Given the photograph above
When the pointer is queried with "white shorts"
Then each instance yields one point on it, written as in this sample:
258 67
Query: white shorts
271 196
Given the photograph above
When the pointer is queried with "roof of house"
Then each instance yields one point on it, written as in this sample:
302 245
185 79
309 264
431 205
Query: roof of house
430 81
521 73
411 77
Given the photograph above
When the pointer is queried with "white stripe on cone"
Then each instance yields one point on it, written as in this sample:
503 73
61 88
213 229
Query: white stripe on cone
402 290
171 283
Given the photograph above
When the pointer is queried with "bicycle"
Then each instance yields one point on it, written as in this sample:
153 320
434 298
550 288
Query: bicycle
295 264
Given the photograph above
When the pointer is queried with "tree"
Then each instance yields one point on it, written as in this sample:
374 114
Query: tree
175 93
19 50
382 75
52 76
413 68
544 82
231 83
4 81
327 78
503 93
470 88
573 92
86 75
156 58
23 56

════════

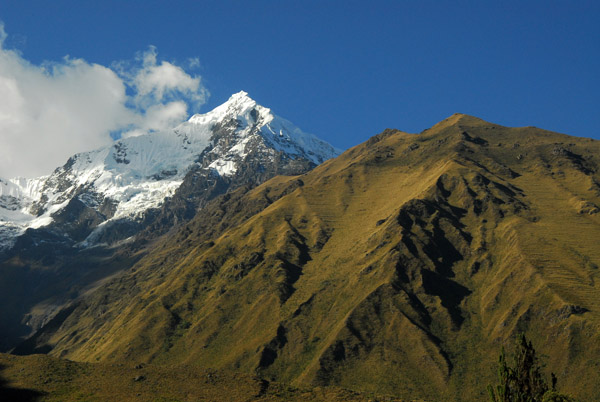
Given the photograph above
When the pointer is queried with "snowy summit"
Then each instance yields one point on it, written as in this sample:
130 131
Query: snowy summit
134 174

════════

** TASK INSTRUCTIONS **
Copy out all lines of the material containing the word "with".

** FINISHED TASK **
When the pointer is queried with "white shorts"
When the pointer is queried with "roof of house"
When the pointer is queried with "white stripe on cone"
When the pointer is queried with "bicycle"
When the pointer is queried with "tree"
When the pointer is queried with "snowy summit"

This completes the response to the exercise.